Required work: Format all of the material below as a JSON list of strings, one string per line, with blank lines omitted.

>>

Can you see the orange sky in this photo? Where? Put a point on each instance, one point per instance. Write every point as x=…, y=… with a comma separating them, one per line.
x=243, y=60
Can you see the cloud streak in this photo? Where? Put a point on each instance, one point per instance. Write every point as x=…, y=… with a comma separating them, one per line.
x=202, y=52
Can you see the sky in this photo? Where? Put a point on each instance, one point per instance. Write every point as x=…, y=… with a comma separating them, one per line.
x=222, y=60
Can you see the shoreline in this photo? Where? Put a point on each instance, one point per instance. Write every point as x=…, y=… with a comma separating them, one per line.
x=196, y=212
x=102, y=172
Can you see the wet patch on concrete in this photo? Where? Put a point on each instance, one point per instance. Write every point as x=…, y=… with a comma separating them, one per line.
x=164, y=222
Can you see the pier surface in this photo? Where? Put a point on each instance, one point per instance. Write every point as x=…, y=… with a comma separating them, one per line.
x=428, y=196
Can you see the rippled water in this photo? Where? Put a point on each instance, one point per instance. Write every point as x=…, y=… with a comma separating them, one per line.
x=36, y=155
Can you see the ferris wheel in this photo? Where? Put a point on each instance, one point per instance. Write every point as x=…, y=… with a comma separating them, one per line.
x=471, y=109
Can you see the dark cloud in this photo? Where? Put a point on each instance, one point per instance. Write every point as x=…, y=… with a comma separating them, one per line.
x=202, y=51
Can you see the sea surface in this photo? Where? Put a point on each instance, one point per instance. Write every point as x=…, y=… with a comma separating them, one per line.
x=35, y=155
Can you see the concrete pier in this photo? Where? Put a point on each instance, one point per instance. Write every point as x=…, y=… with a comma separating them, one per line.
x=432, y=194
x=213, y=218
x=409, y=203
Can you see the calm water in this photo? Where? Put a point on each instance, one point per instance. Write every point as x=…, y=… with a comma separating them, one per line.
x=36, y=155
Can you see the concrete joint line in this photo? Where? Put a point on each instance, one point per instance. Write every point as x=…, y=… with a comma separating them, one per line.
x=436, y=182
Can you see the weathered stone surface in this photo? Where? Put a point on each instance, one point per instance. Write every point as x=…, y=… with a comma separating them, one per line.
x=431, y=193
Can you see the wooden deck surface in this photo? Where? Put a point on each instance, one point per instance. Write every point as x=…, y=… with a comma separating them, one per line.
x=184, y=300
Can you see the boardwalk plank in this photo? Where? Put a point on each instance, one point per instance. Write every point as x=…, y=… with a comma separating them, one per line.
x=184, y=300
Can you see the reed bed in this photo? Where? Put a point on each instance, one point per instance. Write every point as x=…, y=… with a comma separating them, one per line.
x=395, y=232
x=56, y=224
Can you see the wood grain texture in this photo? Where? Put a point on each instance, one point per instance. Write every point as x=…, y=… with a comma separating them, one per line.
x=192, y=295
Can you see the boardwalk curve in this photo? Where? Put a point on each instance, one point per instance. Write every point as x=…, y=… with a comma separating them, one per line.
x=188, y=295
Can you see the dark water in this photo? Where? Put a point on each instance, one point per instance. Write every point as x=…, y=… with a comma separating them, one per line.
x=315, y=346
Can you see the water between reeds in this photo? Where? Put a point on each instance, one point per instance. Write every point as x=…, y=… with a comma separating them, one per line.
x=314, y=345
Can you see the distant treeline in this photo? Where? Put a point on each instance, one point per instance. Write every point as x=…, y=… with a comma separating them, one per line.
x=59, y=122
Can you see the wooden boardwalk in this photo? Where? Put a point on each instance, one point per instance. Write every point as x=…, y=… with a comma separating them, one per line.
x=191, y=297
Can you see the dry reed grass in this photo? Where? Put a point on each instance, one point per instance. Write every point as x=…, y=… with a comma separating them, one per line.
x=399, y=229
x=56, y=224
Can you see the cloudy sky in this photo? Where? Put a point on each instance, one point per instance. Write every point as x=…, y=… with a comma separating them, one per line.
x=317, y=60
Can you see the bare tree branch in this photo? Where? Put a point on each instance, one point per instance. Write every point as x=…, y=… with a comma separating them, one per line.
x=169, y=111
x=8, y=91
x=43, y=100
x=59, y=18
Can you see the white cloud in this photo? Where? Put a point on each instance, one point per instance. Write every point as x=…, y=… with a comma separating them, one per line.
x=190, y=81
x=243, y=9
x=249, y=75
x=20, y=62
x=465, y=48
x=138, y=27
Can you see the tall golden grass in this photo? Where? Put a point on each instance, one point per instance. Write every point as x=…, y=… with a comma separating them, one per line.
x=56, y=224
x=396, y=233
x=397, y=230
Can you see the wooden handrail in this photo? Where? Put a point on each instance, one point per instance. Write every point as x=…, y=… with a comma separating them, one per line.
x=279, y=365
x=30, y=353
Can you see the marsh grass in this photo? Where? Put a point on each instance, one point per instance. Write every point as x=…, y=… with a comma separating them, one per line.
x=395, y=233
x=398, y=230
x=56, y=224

<<

Reply:
[
  "Can you see the orange sky in this photo? Where? Put a point on each instance, one point per instance. Write every point as x=…, y=… with a comma separating them, one per line.",
  "x=243, y=60",
  "Can you see the cloud streak in this photo? Where? Put a point on each instance, one point per instance. Write every point as x=…, y=… with a comma separating them, one per line.",
  "x=202, y=52",
  "Can you see the sky in this photo? Where? Put a point on each instance, one point per instance. Write every point as x=…, y=… with a comma separating them, one per line.",
  "x=222, y=60",
  "Can you see the shoreline in this photo? Where? Put a point on each instance, one point per instance. Write every point as x=…, y=… with a comma separating them, one per line.",
  "x=196, y=212",
  "x=102, y=172",
  "Can you see the wet patch on concrete in this photo? Where? Put a point on each instance, one point per instance. Write every point as x=…, y=… with a comma separating them, one per line.",
  "x=164, y=222",
  "Can you see the pier surface in this photo? Where? Put a point on each instance, one point per instance. Write every point as x=…, y=… with a comma separating them, one per line.",
  "x=428, y=196",
  "Can you see the rippled water in this photo? Where? Put a point on each instance, one point per instance. Write every point as x=…, y=… with a comma separating them, one per line.",
  "x=36, y=155",
  "Can you see the ferris wheel in this photo? Where? Put a point on each instance, one point per instance. Write every point as x=…, y=… with a comma separating them, one per line.",
  "x=471, y=109",
  "Can you see the dark cloud in this photo? Where? Put a point on each instance, one point per instance. Write every point as x=…, y=… with a comma separating them, one per line.",
  "x=202, y=51",
  "Can you see the sea surface in this photo? Where? Put a point on each instance, one point per instance. Write every point as x=…, y=… with a comma separating them, one per line.",
  "x=35, y=155",
  "Can you see the concrete pier in this photo? Where? Put a point on each instance, one point per instance. Write every point as x=…, y=… with a comma separating them, one per line.",
  "x=432, y=194",
  "x=213, y=218",
  "x=409, y=203",
  "Can you see the calm water in this photo? Where? Put a point on each instance, one point per instance. Write every point as x=…, y=… with a comma separating them, one per line.",
  "x=36, y=155",
  "Can you see the concrete joint line in this photo? Where? Put a point on each instance, one point per instance. Write every point as x=…, y=… with a comma separating them, one per line.",
  "x=436, y=182",
  "Can you see the weathered stone surface in this photo? Where? Put a point on each instance, one point per instance. Write every point as x=…, y=… with a comma separating them, one per line.",
  "x=431, y=193",
  "Can you see the wooden deck surface in this photo? Where? Put a point on each instance, one point per instance. Write every point as x=…, y=… with a comma separating them, one per line.",
  "x=184, y=300",
  "Can you see the boardwalk plank in this photo? Where? Put a point on each instance, one point per instance. Write every point as x=…, y=… with a comma separating them, one per line.",
  "x=184, y=300",
  "Can you see the reed bed in this photo? Where? Put a point on each instance, one point per instance. Write every point as x=…, y=… with a comma separating them, one per line.",
  "x=395, y=232",
  "x=56, y=224",
  "Can you see the wood grain texture in this photo? Where? Put a point on each instance, one point per instance. Write every point as x=…, y=… with a comma separating them, one per line.",
  "x=192, y=295",
  "Can you see the boardwalk curve in this photo? Where? Put a point on each instance, one point per instance. Write every point as x=…, y=… with a comma separating them, one per line.",
  "x=188, y=295",
  "Can you see the dark water in this photo? Where? Put a point on each instance, one point per instance. Write every point as x=…, y=… with a comma separating them, one per line.",
  "x=315, y=346",
  "Can you see the water between reeds in this photo? Where? Put a point on each instance, one point per instance. Write every point as x=…, y=… with a comma separating them, one per line.",
  "x=314, y=345",
  "Can you see the distant treeline in this photo? Where? Put a point on each instance, one point per instance. Write every point as x=…, y=… with a comma separating them, one per line.",
  "x=59, y=122",
  "Can you see the wooden boardwalk in this photo? Where? Put a point on each instance, one point per instance. Write every point as x=…, y=… with a comma separating them, one per line.",
  "x=191, y=297",
  "Can you see the dry reed grass in this photo? Where? Put a point on each instance, one point per instance. Write every point as x=…, y=… with a comma separating them, one per line.",
  "x=399, y=229",
  "x=56, y=224",
  "Can you see the cloudy sky in this photo? Where? Put a point on each instance, one point per instance. Write every point as x=…, y=… with a comma separating them, one per line.",
  "x=317, y=60",
  "Can you see the bare tree branch in this photo? Where? Put a point on each instance, one point per instance. Write every point as x=…, y=… with a comma separating them, one per line.",
  "x=169, y=111",
  "x=8, y=91",
  "x=43, y=100",
  "x=59, y=18",
  "Can you see the white cloud in this photo? Where? Put a point on each instance, one point per instance. Write every point as x=…, y=… with a comma separating them, one per line.",
  "x=190, y=81",
  "x=243, y=9",
  "x=249, y=75",
  "x=20, y=62",
  "x=465, y=48",
  "x=138, y=27",
  "Can you see the tall golden grass in this photo? Where? Put a point on each instance, one point per instance. Write every point as x=…, y=… with a comma separating them, one per line.",
  "x=56, y=224",
  "x=396, y=233",
  "x=397, y=230",
  "Can you see the wooden handrail in this photo? Where? Put a point on each instance, one point per instance. Write every point as x=…, y=… with a comma separating them, one per line.",
  "x=279, y=365",
  "x=30, y=353",
  "Can you see the marsh grass in this photo? Where? Put a point on each instance, one point per instance. Write every point as x=…, y=… with a comma separating them, one per line.",
  "x=395, y=233",
  "x=398, y=230",
  "x=56, y=224"
]